### Your assignment
From the listing below, pull out the lines that hold "suit".
'''
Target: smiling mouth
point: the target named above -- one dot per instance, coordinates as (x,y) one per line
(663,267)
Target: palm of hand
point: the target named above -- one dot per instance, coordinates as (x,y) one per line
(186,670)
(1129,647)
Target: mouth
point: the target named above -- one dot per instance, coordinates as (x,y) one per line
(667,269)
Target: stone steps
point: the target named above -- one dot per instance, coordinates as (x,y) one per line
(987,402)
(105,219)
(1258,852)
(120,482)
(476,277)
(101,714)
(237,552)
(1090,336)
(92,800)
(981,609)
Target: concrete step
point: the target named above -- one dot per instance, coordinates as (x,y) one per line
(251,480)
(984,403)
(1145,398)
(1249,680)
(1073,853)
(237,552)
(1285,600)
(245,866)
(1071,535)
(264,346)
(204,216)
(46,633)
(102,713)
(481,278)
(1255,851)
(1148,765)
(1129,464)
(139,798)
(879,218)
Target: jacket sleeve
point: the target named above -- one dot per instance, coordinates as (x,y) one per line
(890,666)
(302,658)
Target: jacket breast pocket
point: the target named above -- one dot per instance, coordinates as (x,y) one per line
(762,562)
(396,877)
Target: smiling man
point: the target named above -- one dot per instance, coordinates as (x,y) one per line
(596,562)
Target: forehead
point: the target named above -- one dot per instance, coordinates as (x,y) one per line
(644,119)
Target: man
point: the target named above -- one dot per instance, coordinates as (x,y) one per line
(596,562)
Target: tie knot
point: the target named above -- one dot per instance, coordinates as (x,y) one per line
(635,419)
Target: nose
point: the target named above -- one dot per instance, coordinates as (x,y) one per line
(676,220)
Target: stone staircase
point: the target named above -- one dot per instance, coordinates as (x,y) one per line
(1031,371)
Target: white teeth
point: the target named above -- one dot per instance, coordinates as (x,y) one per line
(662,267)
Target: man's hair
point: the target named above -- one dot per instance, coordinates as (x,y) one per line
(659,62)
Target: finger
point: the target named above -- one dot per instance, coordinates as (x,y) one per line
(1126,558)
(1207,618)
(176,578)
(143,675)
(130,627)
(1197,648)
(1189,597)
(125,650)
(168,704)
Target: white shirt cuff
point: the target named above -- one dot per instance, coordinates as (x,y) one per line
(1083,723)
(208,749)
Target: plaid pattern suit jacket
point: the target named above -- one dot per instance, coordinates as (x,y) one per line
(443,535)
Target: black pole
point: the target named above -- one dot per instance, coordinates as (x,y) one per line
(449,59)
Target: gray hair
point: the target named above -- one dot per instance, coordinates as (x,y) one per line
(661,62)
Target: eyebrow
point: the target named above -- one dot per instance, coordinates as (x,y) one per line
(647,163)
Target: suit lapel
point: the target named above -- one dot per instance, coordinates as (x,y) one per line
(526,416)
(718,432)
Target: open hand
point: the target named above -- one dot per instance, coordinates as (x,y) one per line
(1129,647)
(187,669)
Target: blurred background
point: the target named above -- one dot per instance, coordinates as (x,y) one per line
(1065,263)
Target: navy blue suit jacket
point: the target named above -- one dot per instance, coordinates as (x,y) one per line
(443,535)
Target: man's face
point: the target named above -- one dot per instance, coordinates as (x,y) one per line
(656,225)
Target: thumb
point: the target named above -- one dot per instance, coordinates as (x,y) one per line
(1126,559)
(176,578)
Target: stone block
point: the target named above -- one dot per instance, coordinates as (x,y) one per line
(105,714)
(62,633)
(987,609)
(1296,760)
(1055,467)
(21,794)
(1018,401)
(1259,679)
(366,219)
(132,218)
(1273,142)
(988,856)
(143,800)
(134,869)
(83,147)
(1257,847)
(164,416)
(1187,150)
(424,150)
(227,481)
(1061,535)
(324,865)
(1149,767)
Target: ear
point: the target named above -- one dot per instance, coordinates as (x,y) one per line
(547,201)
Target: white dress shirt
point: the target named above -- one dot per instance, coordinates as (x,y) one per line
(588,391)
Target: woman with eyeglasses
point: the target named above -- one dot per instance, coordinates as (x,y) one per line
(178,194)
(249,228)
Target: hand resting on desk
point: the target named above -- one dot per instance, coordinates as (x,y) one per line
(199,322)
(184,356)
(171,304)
'''
### Solution
Target: plaid pattern suit jacket
Target: suit lapel
Target: navy blue suit jacket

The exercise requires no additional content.